__Stated goal__: Count how many lines of the records below contain the string "coordinates", matching case exactly. Reply with the number alone.

— begin Data records —

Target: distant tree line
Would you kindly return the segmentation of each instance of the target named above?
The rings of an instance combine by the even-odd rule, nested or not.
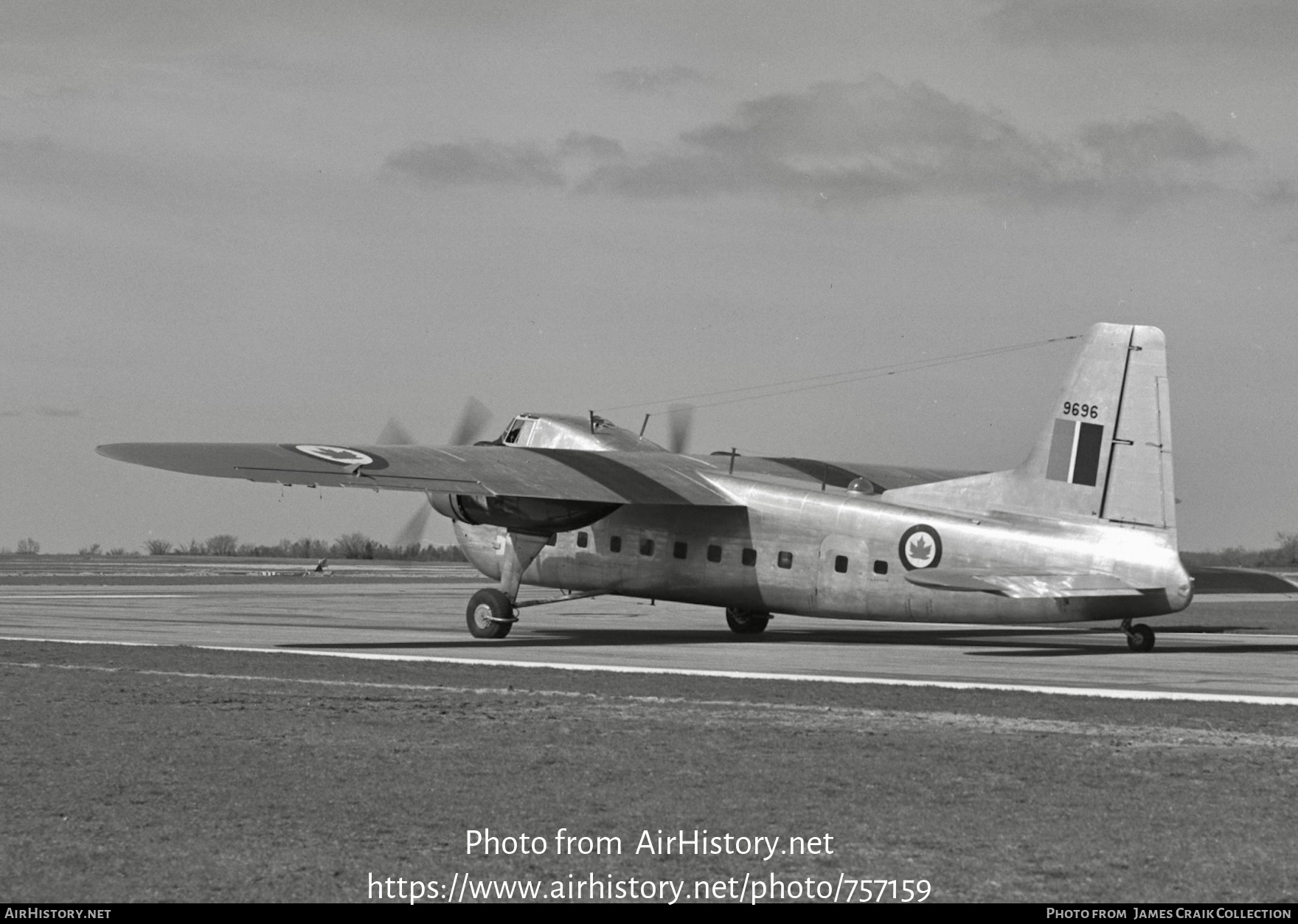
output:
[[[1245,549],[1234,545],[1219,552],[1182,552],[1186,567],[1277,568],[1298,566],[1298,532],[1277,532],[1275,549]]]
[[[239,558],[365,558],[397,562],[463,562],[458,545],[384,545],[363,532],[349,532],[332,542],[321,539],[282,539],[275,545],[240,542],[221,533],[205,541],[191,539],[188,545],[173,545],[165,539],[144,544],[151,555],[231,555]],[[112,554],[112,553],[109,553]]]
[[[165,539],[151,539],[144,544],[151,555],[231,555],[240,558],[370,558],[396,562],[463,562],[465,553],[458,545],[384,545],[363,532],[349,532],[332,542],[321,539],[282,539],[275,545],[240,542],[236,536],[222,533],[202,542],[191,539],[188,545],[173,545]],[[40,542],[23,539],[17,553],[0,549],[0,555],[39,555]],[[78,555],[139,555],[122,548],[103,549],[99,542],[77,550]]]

— end Data records —
— begin Data records —

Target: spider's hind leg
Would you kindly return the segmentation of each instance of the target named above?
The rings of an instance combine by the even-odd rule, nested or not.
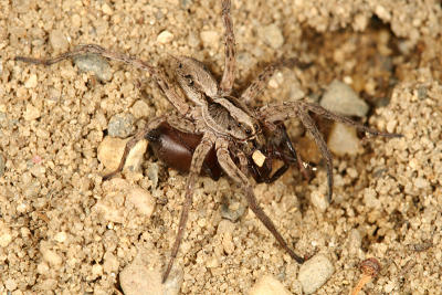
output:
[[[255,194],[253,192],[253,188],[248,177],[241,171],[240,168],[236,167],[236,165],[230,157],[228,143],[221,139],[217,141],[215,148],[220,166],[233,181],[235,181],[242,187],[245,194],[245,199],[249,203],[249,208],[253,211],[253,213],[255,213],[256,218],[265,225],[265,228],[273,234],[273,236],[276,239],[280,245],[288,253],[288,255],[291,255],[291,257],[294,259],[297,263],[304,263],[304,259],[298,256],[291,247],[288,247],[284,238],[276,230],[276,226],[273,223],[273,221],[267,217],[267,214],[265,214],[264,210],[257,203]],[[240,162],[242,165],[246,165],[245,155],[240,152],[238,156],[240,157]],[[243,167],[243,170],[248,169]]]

— end Data records —
— begin Data records —

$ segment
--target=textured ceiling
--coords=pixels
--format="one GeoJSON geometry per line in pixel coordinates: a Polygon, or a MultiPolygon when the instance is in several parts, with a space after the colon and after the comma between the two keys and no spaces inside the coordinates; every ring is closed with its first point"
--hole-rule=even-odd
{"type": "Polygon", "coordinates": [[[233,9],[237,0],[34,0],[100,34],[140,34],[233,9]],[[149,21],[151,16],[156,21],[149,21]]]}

— end Data records —

__Result of the exercise__: 2